# Required action 1
Write out the cone beam CT passage word for word, starting at "Cone Beam Computed Tomography is" and stopping after "orthodontic treatment appliances.".
# Required action 2
Extend the cone beam CT passage with a few sentences that pick up right after its final sentence.

# Given passage
**********

Since its introduction to the U.S. in 2001, Cone Beam Computed Tomography (CBCT) has become a staple in dentist offices across the country. At that time, cost and concern for office space and a learning curve had dentists up in arms about whether the change over from the traditional computed tomography (CT) was the best option. But by the time such researchers as the National Center for Biotechnology Information were performing their studies on the technology, most dentist’s realized that Cone Beam Computed Tomography was the best and most precise option for their patients.
Cone Beam Computed Tomography is a modern radiological imaging system designed for use on the maxilla-facial skeleton. It’s production of undistorted, three-dimensional images of a given area with a single pass make it ideal for detecting endodontic disease, and also offers superior imaging for orthodontic and dental implant purposes as well. What makes it’s imaging so unique is that it removes distracting or interfering oral structures so dentists can assess the bones and roots of the oral cavity. This allows for accurate dental treatment planning by providing exact sizes and site shape for implants and orthodontic treatment appliances.
Perhaps the best news about CBCT is its lowered radiation application to patients. In March 2003, Science Direct published a study that sought to compare CBCT and CT in relation to this. They used a five point evaluation method, one being patient under radiation doses from both machines. They found that with the CT, “the mean skin doses with the multi-detector CT were 458 mSv per examination, whereas the doses with the 3DX were 1.19 mSv per examination. These results clearly indicate the superiority of the 3DX in the display of hard tissues in the dental area while substantially decreasing the dose to the patient.”

**********

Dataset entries
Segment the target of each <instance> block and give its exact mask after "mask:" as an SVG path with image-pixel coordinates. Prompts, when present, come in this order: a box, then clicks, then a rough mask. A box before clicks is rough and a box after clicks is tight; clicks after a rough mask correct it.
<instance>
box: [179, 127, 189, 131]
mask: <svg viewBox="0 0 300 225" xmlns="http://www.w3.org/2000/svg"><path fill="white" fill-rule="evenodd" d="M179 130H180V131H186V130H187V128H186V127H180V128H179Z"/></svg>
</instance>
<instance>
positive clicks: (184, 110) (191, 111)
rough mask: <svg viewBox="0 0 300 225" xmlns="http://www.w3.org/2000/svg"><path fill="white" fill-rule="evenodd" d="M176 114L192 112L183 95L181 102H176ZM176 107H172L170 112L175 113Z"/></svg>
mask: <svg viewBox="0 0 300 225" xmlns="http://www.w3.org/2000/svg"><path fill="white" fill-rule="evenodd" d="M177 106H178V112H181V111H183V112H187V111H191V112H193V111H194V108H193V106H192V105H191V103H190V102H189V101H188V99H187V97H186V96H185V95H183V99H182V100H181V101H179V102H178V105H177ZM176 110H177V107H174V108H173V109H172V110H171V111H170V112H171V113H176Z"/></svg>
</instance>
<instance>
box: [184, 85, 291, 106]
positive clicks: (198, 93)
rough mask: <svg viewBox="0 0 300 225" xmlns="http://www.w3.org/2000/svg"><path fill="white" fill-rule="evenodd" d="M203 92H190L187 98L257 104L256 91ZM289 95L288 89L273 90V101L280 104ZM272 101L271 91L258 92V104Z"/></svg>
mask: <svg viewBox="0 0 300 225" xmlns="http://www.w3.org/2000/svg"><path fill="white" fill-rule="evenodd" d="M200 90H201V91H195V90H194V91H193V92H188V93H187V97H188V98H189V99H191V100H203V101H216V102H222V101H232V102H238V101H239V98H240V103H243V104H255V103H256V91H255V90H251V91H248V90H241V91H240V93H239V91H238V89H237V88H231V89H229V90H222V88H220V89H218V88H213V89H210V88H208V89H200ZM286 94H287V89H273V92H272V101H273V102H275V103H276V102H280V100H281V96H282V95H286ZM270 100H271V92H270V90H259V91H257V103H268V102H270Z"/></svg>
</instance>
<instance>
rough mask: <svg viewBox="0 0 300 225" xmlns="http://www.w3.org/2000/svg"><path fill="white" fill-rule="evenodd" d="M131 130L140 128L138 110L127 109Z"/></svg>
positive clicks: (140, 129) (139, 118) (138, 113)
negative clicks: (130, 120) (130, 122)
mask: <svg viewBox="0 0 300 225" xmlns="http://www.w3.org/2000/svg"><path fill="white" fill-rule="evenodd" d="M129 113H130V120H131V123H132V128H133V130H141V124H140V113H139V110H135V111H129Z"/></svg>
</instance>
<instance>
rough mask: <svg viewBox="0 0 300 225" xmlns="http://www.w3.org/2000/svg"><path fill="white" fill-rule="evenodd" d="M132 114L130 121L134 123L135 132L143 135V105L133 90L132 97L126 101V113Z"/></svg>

**********

# Your response 1
Cone Beam Computed Tomography is a modern radiological imaging system designed for use on the maxilla-facial skeleton. It’s production of undistorted, three-dimensional images of a given area with a single pass make it ideal for detecting endodontic disease, and also offers superior imaging for orthodontic and dental implant purposes as well. What makes it’s imaging so unique is that it removes distracting or interfering oral structures so dentists can assess the bones and roots of the oral cavity. This allows for accurate dental treatment planning by providing exact sizes and site shape for implants and orthodontic treatment appliances.

# Your response 2
Currently, low-cost and small-scale machines for use in medical and dental clinics are only possible due to recent technological developments according to the National Center for Biotechnology Information. They include:
1. “First, compact and high-quality flat-panel detector arrays were developed.
2. Second, the computer power necessary for cone-beam image reconstruction has become widely available and is relatively inexpensive.
3. Third, x-ray tubes necessary for cone-beam scanning are orders-of-magnitude that are less expensive than those required for conventional CT.
4. Fourth, by focusing on head/neck scanning only, one can eliminate the need for sub-second gantry rotation speeds that are needed for cardiac and thoracic imaging. This significantly reduces the complexity and cost of the gantry.”